This sorta work is chips away bread and butter, they could do that no problem. Would be a decent finish and wouldn't take long as its a pretty simple blow in job. Finish wont be as durable as OEM paint but then most stuff isn't.

Have a phone round bodyshops and ask for quotes. The rear bumper on a TT is pretty simple and should cost anywhere from 150-250 at a bodyshop to sort with a full respray. Price varies on location usually. But I would be looking to pay around the £200 mark for a rear bumper. If its much more than that I would ask why


----------



## Templar (Mar 9, 2012)

Yep..a couple of hundred quid would get you a good bumper off respray job. Better than a blow in in my opinion as the colour match would be better and wouldn't need to blend the paint into you quarter panel to hide the slight mismatch.

Let us know how you get on


----------



## simno44 (Aug 25, 2012)

I will guys thank you all very much for the advice. I shall also give chips away a an email with the damage and see what they have to say.


----------



## the minty1 (Mar 27, 2011)

In the meantime to stop it getting worse, get some clear lacquer and and cocktail stick and apply at the edge of the peeling lacquer. Take your time obviously. It seeps into the slight gap and seals it. Not ideal but should stop the peeling till you get it looked at.


----------



## simno44 (Aug 25, 2012)

the minty1 said:


> In the meantime to stop it getting worse, get some clear lacquer and and cocktail stick and apply at the edge of the peeling lacquer. Take your time obviously. It seeps into the slight gap and seals it. Not ideal but should stop the peeling till you get it looked at.


That's not a bad idea. 
Thank you kindly .


----------

§ LISTED RECORDS
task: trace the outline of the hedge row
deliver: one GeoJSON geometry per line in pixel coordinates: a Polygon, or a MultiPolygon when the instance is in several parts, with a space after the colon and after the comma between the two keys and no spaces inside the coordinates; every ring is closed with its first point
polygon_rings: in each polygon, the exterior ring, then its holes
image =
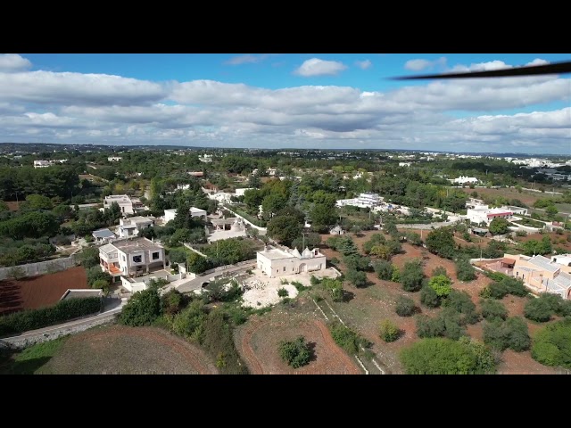
{"type": "Polygon", "coordinates": [[[47,327],[63,321],[99,312],[102,309],[99,297],[70,299],[51,308],[24,310],[0,317],[0,336],[47,327]]]}

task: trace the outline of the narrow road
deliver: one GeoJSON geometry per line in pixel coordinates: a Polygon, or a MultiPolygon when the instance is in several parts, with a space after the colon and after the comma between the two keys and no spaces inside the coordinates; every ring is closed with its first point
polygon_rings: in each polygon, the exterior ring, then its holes
{"type": "Polygon", "coordinates": [[[79,327],[81,325],[93,324],[95,321],[112,319],[116,314],[119,314],[122,310],[123,306],[125,305],[126,302],[127,302],[127,299],[124,299],[121,300],[119,306],[114,305],[112,309],[108,309],[104,312],[95,315],[93,317],[87,317],[85,318],[76,319],[74,321],[70,321],[68,323],[58,324],[57,325],[50,325],[49,327],[39,328],[37,330],[30,330],[29,332],[23,333],[17,336],[5,337],[3,339],[0,339],[0,342],[4,342],[6,343],[12,343],[17,342],[21,342],[23,340],[31,340],[38,336],[43,336],[45,334],[53,334],[69,328],[79,327]]]}

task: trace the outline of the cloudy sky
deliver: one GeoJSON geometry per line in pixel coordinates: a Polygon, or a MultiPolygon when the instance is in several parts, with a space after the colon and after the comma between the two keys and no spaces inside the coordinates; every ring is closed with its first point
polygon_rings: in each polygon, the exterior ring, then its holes
{"type": "Polygon", "coordinates": [[[0,142],[571,155],[571,75],[394,81],[556,54],[0,54],[0,142]]]}

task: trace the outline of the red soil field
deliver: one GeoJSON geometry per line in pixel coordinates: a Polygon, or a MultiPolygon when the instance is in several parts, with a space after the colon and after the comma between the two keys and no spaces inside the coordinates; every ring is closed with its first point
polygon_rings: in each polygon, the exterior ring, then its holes
{"type": "Polygon", "coordinates": [[[88,288],[86,269],[77,267],[55,274],[0,281],[0,314],[52,306],[69,288],[88,288]]]}

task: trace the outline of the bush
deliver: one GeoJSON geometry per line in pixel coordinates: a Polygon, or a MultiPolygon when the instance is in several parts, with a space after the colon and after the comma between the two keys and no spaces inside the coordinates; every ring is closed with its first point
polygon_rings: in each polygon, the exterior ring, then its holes
{"type": "Polygon", "coordinates": [[[550,301],[546,299],[532,299],[524,308],[524,315],[527,319],[537,321],[538,323],[545,323],[551,319],[553,309],[550,301]]]}
{"type": "Polygon", "coordinates": [[[420,290],[420,302],[426,308],[437,308],[440,306],[440,298],[434,288],[426,285],[420,290]]]}
{"type": "Polygon", "coordinates": [[[367,274],[365,274],[365,272],[350,269],[347,272],[345,277],[347,278],[347,281],[349,281],[357,288],[364,287],[365,285],[367,285],[367,274]]]}
{"type": "Polygon", "coordinates": [[[387,260],[377,260],[373,265],[378,279],[390,281],[393,276],[393,264],[387,260]]]}
{"type": "Polygon", "coordinates": [[[386,342],[396,341],[401,335],[401,330],[390,319],[384,319],[379,325],[379,336],[386,342]]]}
{"type": "Polygon", "coordinates": [[[508,317],[508,309],[500,301],[484,299],[480,300],[480,308],[482,309],[482,317],[487,320],[494,318],[503,320],[508,317]]]}
{"type": "Polygon", "coordinates": [[[523,318],[513,317],[506,321],[493,318],[484,324],[484,342],[498,350],[510,348],[517,352],[529,349],[531,340],[523,318]]]}
{"type": "Polygon", "coordinates": [[[119,316],[119,322],[131,326],[150,325],[161,313],[159,292],[149,288],[131,296],[119,316]]]}
{"type": "Polygon", "coordinates": [[[458,313],[462,314],[460,318],[460,324],[462,325],[476,324],[480,320],[476,311],[476,305],[466,292],[452,290],[444,300],[444,307],[451,308],[458,313]]]}
{"type": "Polygon", "coordinates": [[[571,369],[571,318],[540,330],[534,340],[532,358],[545,366],[571,369]]]}
{"type": "Polygon", "coordinates": [[[424,273],[422,271],[422,262],[418,259],[407,261],[401,272],[401,283],[405,292],[418,292],[422,286],[424,273]]]}
{"type": "Polygon", "coordinates": [[[495,370],[490,350],[476,341],[423,339],[401,351],[408,374],[487,374],[495,370]]]}
{"type": "Polygon", "coordinates": [[[399,296],[396,300],[395,311],[399,317],[410,317],[414,314],[417,307],[412,299],[399,296]]]}
{"type": "Polygon", "coordinates": [[[351,328],[341,323],[334,322],[329,325],[329,331],[333,340],[335,341],[341,348],[345,350],[349,354],[357,354],[360,346],[363,345],[365,341],[351,328]]]}
{"type": "Polygon", "coordinates": [[[448,276],[439,275],[434,276],[428,281],[428,286],[436,292],[436,295],[440,298],[446,297],[450,294],[451,280],[448,276]]]}
{"type": "Polygon", "coordinates": [[[24,310],[0,317],[0,336],[17,334],[29,330],[47,327],[99,312],[102,300],[98,297],[66,299],[51,308],[24,310]]]}
{"type": "Polygon", "coordinates": [[[306,366],[311,359],[311,350],[303,336],[291,342],[280,342],[278,351],[282,359],[294,368],[306,366]]]}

§ SET PROBLEM
In the bumper repair thread, what should be put on the edge of the peeling lacquer with a cocktail stick to keep it from getting worse? The entries have nothing to do with the bumper repair thread.

§ CORRECT RESPONSE
Clear lacquer.